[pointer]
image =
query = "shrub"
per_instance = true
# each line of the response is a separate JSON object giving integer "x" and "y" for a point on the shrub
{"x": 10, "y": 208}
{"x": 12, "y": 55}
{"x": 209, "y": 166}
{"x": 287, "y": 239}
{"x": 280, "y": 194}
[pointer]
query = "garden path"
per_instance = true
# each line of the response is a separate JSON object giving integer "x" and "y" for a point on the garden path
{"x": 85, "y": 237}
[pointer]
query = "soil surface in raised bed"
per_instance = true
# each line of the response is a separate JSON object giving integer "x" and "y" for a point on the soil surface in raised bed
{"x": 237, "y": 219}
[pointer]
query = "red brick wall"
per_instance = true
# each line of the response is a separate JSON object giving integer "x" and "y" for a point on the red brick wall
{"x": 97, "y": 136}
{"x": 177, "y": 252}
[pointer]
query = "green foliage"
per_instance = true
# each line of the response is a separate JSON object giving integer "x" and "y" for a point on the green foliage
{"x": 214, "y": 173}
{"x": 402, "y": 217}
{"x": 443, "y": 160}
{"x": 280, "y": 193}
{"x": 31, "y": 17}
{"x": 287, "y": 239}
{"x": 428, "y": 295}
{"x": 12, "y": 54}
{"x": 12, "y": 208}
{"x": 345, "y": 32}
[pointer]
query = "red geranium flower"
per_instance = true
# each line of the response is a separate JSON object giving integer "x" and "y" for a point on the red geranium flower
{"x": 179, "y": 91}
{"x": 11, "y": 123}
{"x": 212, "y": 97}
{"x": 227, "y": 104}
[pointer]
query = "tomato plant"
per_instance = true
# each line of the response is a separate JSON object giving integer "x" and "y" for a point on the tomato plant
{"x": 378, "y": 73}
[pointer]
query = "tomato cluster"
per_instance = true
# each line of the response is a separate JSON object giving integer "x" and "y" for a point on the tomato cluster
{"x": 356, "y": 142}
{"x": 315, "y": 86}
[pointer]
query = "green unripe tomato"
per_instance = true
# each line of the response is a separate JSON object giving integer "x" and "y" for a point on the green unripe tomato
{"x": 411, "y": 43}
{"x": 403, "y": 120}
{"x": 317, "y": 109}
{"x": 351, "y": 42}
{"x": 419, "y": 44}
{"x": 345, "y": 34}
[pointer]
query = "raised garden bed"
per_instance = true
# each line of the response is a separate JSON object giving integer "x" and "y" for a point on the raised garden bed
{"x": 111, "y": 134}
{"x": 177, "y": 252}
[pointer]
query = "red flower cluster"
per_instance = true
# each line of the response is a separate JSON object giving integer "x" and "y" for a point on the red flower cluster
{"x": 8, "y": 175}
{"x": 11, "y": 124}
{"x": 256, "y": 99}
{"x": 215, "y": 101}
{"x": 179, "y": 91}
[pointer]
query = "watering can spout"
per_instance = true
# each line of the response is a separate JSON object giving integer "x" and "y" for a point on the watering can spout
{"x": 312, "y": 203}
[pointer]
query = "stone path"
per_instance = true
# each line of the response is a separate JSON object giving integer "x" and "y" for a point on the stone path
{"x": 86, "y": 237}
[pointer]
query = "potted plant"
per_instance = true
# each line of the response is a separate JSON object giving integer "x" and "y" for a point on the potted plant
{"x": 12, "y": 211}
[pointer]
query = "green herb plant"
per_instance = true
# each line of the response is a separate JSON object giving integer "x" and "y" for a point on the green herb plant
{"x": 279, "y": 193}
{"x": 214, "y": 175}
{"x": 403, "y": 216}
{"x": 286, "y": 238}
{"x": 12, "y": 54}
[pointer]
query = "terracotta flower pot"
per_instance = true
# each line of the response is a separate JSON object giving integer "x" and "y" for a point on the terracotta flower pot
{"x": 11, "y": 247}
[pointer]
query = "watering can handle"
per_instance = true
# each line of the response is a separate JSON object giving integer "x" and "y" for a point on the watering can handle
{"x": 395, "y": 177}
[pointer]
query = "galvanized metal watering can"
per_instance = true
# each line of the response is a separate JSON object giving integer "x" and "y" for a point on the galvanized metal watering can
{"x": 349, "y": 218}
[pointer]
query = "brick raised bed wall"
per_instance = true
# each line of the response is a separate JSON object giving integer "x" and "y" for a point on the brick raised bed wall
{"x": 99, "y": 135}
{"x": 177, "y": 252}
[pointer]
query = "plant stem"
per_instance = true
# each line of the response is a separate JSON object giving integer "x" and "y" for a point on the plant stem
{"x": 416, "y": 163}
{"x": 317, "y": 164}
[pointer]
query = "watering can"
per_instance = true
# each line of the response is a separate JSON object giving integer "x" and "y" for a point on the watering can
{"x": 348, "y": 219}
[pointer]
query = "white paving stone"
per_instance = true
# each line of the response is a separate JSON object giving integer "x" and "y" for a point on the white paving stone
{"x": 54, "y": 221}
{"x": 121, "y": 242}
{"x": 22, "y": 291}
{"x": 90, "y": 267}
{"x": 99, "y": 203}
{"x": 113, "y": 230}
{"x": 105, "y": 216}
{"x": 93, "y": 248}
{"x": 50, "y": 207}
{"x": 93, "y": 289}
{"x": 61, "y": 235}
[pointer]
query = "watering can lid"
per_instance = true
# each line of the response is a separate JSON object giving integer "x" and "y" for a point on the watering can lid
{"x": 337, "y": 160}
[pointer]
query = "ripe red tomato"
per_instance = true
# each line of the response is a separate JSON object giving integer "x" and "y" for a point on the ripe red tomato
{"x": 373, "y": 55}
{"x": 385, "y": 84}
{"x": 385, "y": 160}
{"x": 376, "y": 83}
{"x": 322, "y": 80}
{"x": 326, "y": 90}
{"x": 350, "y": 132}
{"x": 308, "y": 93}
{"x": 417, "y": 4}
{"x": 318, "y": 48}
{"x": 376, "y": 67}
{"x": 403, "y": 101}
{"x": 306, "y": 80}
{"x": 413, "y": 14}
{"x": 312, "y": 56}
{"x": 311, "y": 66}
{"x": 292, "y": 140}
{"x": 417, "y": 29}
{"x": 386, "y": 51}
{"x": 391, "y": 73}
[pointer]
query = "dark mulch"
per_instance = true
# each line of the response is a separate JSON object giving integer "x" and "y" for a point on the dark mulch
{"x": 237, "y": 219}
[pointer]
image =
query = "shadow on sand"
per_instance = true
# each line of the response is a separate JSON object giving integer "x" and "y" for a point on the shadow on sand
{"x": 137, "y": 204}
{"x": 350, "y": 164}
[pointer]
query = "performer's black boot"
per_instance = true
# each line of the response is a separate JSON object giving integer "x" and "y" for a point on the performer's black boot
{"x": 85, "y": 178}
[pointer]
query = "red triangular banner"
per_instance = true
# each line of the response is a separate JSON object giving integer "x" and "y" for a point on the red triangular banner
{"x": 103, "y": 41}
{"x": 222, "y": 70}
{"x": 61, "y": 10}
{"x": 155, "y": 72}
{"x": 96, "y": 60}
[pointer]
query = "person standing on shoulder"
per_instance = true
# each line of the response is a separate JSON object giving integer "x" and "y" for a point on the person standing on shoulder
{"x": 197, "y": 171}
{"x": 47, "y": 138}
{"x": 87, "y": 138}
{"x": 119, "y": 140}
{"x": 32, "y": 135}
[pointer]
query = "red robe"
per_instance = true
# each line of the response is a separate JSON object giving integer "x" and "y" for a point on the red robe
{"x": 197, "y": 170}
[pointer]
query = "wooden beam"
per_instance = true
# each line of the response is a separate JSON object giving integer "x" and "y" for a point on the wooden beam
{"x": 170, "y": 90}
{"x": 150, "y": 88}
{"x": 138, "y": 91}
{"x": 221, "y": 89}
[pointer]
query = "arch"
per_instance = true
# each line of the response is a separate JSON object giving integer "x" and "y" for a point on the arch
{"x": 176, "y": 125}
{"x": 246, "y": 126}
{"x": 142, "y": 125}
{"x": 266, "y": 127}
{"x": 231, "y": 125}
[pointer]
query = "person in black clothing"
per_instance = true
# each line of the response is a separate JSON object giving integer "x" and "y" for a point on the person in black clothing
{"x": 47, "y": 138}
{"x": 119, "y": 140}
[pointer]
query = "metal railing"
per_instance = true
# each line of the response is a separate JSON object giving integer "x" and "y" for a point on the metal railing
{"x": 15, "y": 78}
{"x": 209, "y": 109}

* * *

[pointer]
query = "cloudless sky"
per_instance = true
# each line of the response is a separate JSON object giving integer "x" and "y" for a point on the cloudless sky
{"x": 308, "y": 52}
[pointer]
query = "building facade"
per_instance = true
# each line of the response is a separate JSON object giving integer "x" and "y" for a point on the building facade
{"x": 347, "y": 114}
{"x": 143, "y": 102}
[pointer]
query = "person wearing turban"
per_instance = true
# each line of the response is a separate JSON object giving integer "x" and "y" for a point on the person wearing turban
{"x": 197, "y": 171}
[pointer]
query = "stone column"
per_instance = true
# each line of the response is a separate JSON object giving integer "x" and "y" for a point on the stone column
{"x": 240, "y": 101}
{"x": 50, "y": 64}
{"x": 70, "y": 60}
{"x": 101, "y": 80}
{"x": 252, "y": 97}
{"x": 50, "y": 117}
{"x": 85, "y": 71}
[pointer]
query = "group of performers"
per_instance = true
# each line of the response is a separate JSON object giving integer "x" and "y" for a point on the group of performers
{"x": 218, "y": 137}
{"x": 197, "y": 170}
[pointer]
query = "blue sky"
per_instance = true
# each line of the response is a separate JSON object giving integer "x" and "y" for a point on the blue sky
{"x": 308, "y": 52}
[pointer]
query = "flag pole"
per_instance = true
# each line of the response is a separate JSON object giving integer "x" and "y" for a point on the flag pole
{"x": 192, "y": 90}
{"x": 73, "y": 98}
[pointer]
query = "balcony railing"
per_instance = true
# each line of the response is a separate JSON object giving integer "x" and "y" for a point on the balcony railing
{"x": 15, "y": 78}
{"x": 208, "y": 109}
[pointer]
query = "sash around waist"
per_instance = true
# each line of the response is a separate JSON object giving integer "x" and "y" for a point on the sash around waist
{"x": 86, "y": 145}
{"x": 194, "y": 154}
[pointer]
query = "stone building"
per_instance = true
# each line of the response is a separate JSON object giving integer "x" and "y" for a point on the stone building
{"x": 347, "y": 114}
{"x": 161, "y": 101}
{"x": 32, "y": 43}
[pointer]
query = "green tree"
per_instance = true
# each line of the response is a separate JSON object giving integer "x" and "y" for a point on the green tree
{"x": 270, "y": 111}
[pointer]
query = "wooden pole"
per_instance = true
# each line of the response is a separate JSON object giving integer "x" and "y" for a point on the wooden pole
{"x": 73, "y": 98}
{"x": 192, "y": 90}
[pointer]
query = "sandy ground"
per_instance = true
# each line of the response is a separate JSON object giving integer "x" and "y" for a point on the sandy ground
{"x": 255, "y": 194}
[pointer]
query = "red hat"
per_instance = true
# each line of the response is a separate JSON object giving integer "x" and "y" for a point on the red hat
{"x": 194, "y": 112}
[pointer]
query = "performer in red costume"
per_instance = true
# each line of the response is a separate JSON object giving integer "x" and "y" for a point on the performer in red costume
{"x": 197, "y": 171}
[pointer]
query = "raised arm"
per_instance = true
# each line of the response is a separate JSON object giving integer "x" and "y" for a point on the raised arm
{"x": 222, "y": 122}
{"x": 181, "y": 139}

◆ What the task requires:
Show every line of the entries above that contains the word "wearing", with case counting.

◆ Correct result:
query = "person wearing turban"
# each line of the response is a separate JSON object giving integer "x" and "y" for a point on the person wearing turban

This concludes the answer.